能把下面所有条目逐行排成一个编号列表吗？空行不要，答案里也不要放图片。

◆ **所给材料**
'''

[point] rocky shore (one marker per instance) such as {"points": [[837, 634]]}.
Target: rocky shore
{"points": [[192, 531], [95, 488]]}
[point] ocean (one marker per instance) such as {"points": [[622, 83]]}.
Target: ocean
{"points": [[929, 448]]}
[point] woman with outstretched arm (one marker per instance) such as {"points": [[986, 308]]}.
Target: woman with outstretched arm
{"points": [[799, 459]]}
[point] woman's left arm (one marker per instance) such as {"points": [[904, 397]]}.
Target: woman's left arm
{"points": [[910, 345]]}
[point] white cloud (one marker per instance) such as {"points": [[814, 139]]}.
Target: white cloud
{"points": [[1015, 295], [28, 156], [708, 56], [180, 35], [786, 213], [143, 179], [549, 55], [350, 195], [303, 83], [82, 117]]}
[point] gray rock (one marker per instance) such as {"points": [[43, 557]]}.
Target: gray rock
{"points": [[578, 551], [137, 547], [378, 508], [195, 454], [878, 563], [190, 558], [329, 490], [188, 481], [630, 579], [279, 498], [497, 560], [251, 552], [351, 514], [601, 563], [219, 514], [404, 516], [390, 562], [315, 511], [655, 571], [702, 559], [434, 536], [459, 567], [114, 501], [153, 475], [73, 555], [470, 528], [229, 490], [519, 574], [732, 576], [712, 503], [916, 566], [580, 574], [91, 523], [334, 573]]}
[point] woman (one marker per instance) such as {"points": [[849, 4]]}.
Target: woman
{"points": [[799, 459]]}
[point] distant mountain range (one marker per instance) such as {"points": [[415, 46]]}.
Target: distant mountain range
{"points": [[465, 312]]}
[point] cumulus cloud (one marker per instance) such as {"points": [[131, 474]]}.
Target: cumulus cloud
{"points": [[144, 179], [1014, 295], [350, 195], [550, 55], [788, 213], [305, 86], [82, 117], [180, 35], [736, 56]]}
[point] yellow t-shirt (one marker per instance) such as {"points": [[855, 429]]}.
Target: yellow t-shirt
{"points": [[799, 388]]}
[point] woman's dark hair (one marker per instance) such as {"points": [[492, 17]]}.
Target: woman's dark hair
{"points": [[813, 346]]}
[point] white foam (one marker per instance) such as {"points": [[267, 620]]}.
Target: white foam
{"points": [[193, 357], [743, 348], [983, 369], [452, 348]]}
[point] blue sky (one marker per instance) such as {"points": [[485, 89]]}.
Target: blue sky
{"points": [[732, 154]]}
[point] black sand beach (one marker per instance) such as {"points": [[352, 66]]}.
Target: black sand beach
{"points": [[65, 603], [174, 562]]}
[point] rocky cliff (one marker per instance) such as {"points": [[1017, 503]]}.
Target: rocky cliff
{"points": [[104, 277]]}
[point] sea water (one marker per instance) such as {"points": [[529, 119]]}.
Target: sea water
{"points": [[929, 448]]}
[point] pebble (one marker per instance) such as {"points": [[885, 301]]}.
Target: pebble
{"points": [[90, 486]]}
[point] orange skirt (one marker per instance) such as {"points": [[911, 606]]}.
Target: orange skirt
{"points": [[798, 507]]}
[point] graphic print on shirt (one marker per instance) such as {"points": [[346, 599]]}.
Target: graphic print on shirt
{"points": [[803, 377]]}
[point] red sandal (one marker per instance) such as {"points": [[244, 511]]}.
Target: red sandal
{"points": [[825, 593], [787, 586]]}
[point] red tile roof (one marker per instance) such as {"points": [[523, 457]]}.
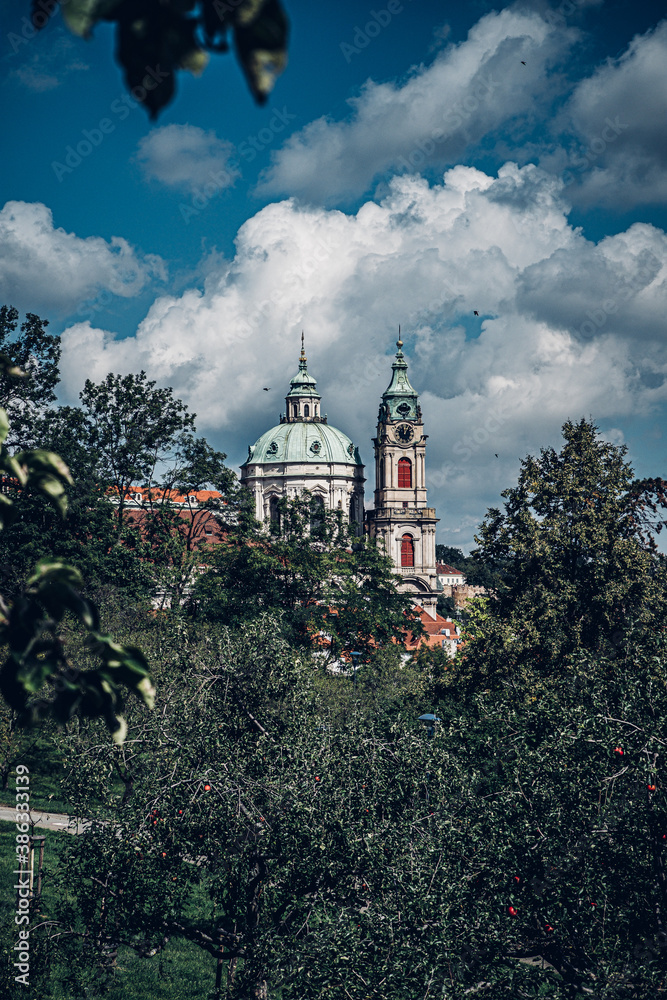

'''

◆ **任务作答**
1. [point] rocky shore (one marker per instance) such as {"points": [[837, 634]]}.
2. Target: rocky shore
3. {"points": [[192, 531], [95, 488]]}
4. [point] ocean (one marker per instance) such as {"points": [[622, 83]]}.
5. Target: ocean
6. {"points": [[929, 448]]}
7. [point] woman with outstretched arm (one marker per instance) such as {"points": [[986, 308]]}.
8. Target: woman with outstretched arm
9. {"points": [[799, 459]]}
10. [point] woman's left arm (one marker per instance) such as {"points": [[904, 397]]}.
11. Target: woman's left arm
12. {"points": [[910, 345]]}
13. [point] white cloud (one marker per instance) such as {"points": [[814, 139]]}.
14. Target: white cloud
15. {"points": [[1015, 295], [28, 156], [708, 56], [180, 35], [786, 213], [143, 179], [549, 55], [350, 195], [303, 83], [82, 117]]}
16. [point] gray rock (one marker per instance) such as {"points": [[43, 557]]}.
17. Target: gray rock
18. {"points": [[578, 551], [137, 547], [378, 508], [195, 454], [878, 563], [190, 558], [329, 490], [188, 481], [630, 579], [279, 498], [497, 560], [251, 552], [351, 514], [601, 563], [219, 514], [404, 516], [390, 562], [315, 511], [655, 571], [702, 559], [434, 536], [459, 567], [114, 501], [153, 475], [73, 555], [470, 528], [229, 490], [519, 574], [732, 576], [712, 503], [916, 566], [580, 574], [91, 523], [334, 573]]}
19. [point] woman (one marker per instance) such as {"points": [[849, 4]]}.
20. Target: woman
21. {"points": [[799, 459]]}
22. [point] distant mountain range (one marker per instance) such as {"points": [[415, 46]]}.
23. Target: distant mountain range
24. {"points": [[465, 312]]}
25. [point] cumulus cloud (one marker per instance) such as {"points": [[131, 474]]}.
26. Target: cumulus cloud
27. {"points": [[144, 179], [1014, 295], [350, 195], [550, 55], [788, 213], [305, 86], [82, 117], [180, 35], [736, 56]]}
28. [point] yellow t-shirt (one marker per instance) such as {"points": [[855, 429]]}.
29. Target: yellow t-shirt
30. {"points": [[799, 388]]}
31. [point] woman's dark hair (one marker per instance) such as {"points": [[492, 17]]}.
32. Target: woman's dark hair
33. {"points": [[813, 346]]}
34. [point] white foam (one marker per instance) such as {"points": [[267, 620]]}.
35. Target: white foam
36. {"points": [[193, 357], [743, 348], [983, 369], [452, 348]]}
37. [point] blue sky (one marker per instance) such as {"points": [[485, 89]]}.
38. Target: blue sky
39. {"points": [[732, 154]]}
40. [point] black sand beach (one marker per instance) such as {"points": [[352, 66]]}.
41. Target: black sand beach
42. {"points": [[65, 603], [174, 562]]}
43. [point] rocky cliff (one marker per instance) such as {"points": [[1017, 503]]}.
44. Target: rocky cliff
45. {"points": [[104, 277]]}
46. [point] sea water (one marker per instance) such as {"points": [[529, 119]]}.
47. Target: sea water
48. {"points": [[929, 448]]}
49. [point] pebble (one marker per instance) such as {"points": [[885, 301]]}.
50. Target: pebble
51. {"points": [[90, 486]]}
52. [point] orange skirt (one marker per instance) such as {"points": [[911, 606]]}.
53. Target: orange skirt
54. {"points": [[798, 507]]}
55. [point] graphic print on shirt (one marker per instance) such as {"points": [[346, 599]]}.
56. Target: graphic print on shirt
57. {"points": [[803, 377]]}
58. [point] red sandal (one marker per instance) such as {"points": [[244, 511]]}.
59. Target: red sandal
60. {"points": [[825, 593], [787, 586]]}
61. [point] red tile roof (one marker per instance) such as {"points": [[523, 457]]}.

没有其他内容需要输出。